----- Data shown
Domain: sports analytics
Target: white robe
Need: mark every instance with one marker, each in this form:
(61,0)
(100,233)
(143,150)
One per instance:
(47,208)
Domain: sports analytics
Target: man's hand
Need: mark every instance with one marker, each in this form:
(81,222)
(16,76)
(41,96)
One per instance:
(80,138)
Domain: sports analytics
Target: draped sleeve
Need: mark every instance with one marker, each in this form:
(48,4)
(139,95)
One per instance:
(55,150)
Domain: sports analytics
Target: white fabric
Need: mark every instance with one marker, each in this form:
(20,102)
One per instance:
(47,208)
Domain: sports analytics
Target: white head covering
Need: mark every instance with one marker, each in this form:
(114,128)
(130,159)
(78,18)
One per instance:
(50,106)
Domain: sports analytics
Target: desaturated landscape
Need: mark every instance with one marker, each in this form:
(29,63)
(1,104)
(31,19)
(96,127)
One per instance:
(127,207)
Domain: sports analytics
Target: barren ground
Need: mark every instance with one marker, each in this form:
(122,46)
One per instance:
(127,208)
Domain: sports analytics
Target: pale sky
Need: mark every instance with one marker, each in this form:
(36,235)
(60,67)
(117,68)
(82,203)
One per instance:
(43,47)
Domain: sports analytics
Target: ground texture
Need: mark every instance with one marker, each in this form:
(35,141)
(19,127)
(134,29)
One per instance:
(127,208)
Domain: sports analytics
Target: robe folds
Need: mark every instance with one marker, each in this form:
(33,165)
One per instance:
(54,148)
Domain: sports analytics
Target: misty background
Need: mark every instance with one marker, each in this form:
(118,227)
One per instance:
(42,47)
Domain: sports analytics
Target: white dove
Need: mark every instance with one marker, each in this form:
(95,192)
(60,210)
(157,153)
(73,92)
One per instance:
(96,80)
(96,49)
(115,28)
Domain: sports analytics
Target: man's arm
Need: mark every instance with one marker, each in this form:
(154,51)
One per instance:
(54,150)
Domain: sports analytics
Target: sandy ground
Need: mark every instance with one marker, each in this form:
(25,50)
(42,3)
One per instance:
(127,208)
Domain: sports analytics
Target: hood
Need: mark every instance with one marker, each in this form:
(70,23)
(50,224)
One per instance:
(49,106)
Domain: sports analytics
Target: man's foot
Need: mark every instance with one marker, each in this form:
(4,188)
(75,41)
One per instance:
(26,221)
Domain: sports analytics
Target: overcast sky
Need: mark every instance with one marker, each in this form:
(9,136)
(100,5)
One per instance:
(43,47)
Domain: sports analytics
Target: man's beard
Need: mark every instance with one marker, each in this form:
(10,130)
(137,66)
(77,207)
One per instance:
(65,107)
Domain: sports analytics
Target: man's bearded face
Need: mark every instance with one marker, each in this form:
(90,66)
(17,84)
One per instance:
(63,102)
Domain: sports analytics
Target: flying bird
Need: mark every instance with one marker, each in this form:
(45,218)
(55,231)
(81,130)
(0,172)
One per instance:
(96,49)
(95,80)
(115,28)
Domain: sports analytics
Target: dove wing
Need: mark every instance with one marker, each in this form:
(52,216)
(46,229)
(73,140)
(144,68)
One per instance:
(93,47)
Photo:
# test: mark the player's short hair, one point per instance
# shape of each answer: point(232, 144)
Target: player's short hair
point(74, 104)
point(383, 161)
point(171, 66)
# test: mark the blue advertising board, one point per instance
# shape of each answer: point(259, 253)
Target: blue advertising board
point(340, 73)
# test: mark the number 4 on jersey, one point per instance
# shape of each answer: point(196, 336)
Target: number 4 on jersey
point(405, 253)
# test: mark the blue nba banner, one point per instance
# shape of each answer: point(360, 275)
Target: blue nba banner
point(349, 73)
----------
● Your goal: Transcribe every record above exactly as it appears.

● Response to this exercise:
Domain: sports analytics
Target: white robe
Need: mark every instance with one marker, each in this form:
(61,0)
(100,233)
(143,150)
One per instance:
(47,208)
Domain: sports analytics
Target: man's hand
Need: mark every instance with one marker, each in this form:
(81,222)
(16,76)
(41,96)
One per instance:
(80,138)
Domain: sports analytics
Target: draped sleeve
Need: mark every instance with one marker, each in this form:
(48,4)
(139,95)
One per instance:
(55,150)
Domain: sports analytics
Target: white fabric
Need: mark every instance with one marker, each in this form:
(20,102)
One per instance:
(47,208)
Domain: sports analytics
Target: white head covering
Need: mark every instance with one marker, each in this form:
(114,128)
(130,159)
(78,18)
One per instance:
(50,106)
Domain: sports analytics
Target: desaturated landscape
Need: mark every instance with one marker, each in this form:
(29,63)
(1,104)
(31,19)
(96,127)
One per instance:
(127,207)
Domain: sports analytics
Target: barren ground
Need: mark every instance with one marker, each in this form:
(122,46)
One per instance:
(127,208)
Domain: sports analytics
Target: pale sky
Need: mark every instance with one marker, each in this form:
(36,235)
(60,67)
(117,68)
(82,203)
One per instance:
(43,47)
Domain: sports analytics
Target: ground texture
Need: mark every instance with one marker, each in this form:
(35,141)
(19,127)
(134,29)
One per instance:
(127,208)
Domain: sports analytics
Target: robe folds
Need: mark every instance with one marker, each in this form:
(33,165)
One per instance:
(54,148)
Domain: sports analytics
Target: misty background
Need: mark every instance with one marker, each in this form:
(118,227)
One per instance:
(42,47)
Domain: sports analytics
Target: white dove
Need: mark every instance with one marker, each in this form:
(95,192)
(60,210)
(157,153)
(73,92)
One per instance:
(96,80)
(96,49)
(115,28)
Domain: sports analytics
Target: man's arm
Need: mark every instance with one marker, each in this form:
(154,51)
One per instance:
(54,150)
Domain: sports analytics
Target: sandy ground
Need: mark every instance with one marker, each in this form:
(25,50)
(42,3)
One per instance:
(127,208)
Domain: sports analytics
Target: hood
Need: mark every instance with one marker, each in this form:
(70,23)
(50,224)
One per instance:
(49,106)
Domain: sports analytics
Target: man's foot
Need: mark every instance with one marker, each in this form:
(4,188)
(75,41)
One per instance:
(26,221)
Domain: sports analytics
Target: overcast sky
Need: mark every instance with one marker, each in this form:
(9,136)
(100,5)
One per instance:
(43,47)
Domain: sports analytics
Target: man's beard
Need: mark every instance with one marker, each in this form:
(10,130)
(137,66)
(77,207)
One per instance:
(65,107)
Domain: sports analytics
Target: man's bearded face
Need: mark every instance with one marker, each in this form:
(90,66)
(17,84)
One per instance:
(63,102)
Domain: sports analytics
Target: flying bird
Need: mark every instance with one marker, each in this form:
(45,218)
(55,231)
(81,130)
(0,172)
One per instance:
(96,49)
(95,80)
(115,28)
Domain: sports analytics
Target: dove wing
Need: mark every instance with one marker, each in this form:
(52,216)
(46,229)
(73,140)
(144,68)
One per instance:
(93,47)
Photo:
# test: mark the player's short hair, one point per instance
# shape of each answer: point(232, 144)
Target: player's short hair
point(74, 104)
point(383, 161)
point(171, 66)
# test: mark the blue advertising board, one point per instance
# shape of each answer: point(259, 253)
Target: blue advertising board
point(340, 73)
# test: mark the number 4 on jersey, one point per instance
# shape of each answer: point(196, 336)
Target: number 4 on jersey
point(405, 253)
# test: mark the blue nba banner, one point per instance
# shape of each answer: point(360, 275)
Target: blue nba banner
point(349, 73)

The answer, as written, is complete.